◆ **What you need to do**
- a) In the Christmas sermon extract, what is described as a mark of unwholesomely divided minds?
- b) Carry on the Christmas sermon extract, picking up right after its final sentence.

◆ **Extract provided**
%%
A Christmas Sermon | Page 2

Robert Louis Stevenson
A mark of such
unwholesomely divided minds is the passion for interference with
others: the Fox without the Tail was of this breed, but had (if his
biographer is to be trusted) a certain antique civility now out of date. A
man may have a flaw, a weakness, that unfits him for the duties of life,
that spoils his temper, that threatens his integrity, or that betrays him
into cruelty. It has to be conquered; but it must never be suffered to
engross his thoughts. The true duties lie all upon the farther side, and
must be attended to with a whole mind so soon as this preliminary
clearing of the decks has been effected. In order that he may be kind
and honest, it may be needful he should become a total abstainer; let
him become so then, and the next day let him forget the circumstance.
Trying to be kind and honest will require all his thoughts; a mortified
appetite is never a wise companion; in so far as he has had to mortify
an appetite, he will still be the worse man; and of such an one a great
deal of cheerfulness will be required in judging life, and a great deal of
humility in judging others.
%%
◆ **Items**
%%
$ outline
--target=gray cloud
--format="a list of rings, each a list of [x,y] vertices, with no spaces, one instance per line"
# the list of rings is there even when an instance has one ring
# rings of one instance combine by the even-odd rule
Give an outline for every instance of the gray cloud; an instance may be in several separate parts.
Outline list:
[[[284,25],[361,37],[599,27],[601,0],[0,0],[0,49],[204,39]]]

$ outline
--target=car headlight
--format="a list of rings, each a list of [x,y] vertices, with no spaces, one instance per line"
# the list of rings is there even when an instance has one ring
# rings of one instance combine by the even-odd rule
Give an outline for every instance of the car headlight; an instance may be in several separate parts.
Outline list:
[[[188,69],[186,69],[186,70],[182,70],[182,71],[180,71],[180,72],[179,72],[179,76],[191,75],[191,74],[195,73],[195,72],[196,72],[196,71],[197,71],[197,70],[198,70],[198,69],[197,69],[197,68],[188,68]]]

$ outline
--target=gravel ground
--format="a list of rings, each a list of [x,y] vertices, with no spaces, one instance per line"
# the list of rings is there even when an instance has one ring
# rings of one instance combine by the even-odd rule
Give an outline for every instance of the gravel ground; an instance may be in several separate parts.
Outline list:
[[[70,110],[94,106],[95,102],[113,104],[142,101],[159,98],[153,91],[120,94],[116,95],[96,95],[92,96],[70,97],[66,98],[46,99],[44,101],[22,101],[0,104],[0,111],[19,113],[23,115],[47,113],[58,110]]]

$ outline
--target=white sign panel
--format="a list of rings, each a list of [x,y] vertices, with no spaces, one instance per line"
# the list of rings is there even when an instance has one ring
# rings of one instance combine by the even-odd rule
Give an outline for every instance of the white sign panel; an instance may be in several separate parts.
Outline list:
%%
%%
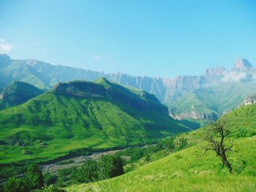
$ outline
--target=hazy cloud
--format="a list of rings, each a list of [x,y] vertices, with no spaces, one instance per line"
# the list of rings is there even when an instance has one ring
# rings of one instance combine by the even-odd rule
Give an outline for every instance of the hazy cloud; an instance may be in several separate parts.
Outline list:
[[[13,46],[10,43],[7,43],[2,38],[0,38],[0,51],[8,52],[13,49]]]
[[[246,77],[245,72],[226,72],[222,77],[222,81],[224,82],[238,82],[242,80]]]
%%
◆ **Answers in order**
- a) The passion for interference with others.

- b)
It may be argued again that dissatisfaction with our life's endeavour
springs in some degree from dulness. We require higher tasks, because
we do not recognise the height of those we have. Trying to be kind and
honest seems an affair too simple and too inconsequential for
gentlemen of our heroic mould; we had rather set ourselves to

something bold, arduous, and conclusive; we had rather found a schism
or suppress a heresy, cut off a hand or mortify an appetite. But the task
before us, which is to co-endure with our existence, is rather one of
microscopic fineness, and the heroism required is that of patience.
There is no cutting of the Gordian knots of life; each must be smilingly
unravelled.
To be honest, to be kind--to earn a little and to spend a little less, to
make upon the whole a family happier for his presence, to renounce
when that shall be necessary and not be embittered, to keep a few
friends but these without capitulation--above all, on the same grim
condition, to keep friends with himself--here is a task for all that a man
has of fortitude and delicacy. He has an ambitious soul who would ask
more; he has a hopeful spirit who should look in such an enterprise to
be successful. There is indeed one element in human destiny that not
blindness itself can controvert: whatever else we are intended to do, we
are not intended to succeed; failure is the fate allotted. It is so in every
art and study; it is so above all in the continent art of living well. Here
is a pleasant thought for the year's end or for the end of life: Only
self-deception will be satisfied, and there need be no despair for the
despairer.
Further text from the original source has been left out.